** What this task involves **
Repeat word for word everything from the line containing "Please outline every" to the end of the listing, first and last lines included, and only that.

** Record excerpts **
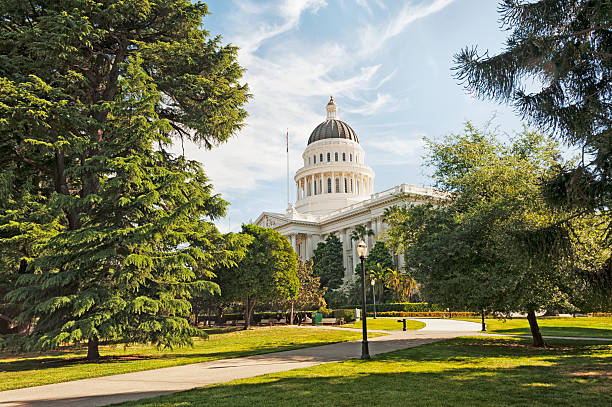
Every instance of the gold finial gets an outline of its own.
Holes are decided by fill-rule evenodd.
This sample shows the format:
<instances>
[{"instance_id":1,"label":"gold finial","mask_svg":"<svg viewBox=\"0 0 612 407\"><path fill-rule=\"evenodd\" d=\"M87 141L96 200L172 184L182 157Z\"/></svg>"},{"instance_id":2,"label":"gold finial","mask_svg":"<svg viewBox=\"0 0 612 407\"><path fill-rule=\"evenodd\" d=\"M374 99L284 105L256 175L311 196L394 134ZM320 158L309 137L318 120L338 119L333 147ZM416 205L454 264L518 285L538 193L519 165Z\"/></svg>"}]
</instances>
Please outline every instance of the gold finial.
<instances>
[{"instance_id":1,"label":"gold finial","mask_svg":"<svg viewBox=\"0 0 612 407\"><path fill-rule=\"evenodd\" d=\"M336 102L334 102L334 97L333 96L329 97L329 102L327 102L327 104L328 105L335 105L336 104Z\"/></svg>"}]
</instances>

** Final answer **
Please outline every instance of the gold finial.
<instances>
[{"instance_id":1,"label":"gold finial","mask_svg":"<svg viewBox=\"0 0 612 407\"><path fill-rule=\"evenodd\" d=\"M336 102L334 102L334 97L333 96L329 97L329 102L327 102L327 104L328 105L335 105L336 104Z\"/></svg>"}]
</instances>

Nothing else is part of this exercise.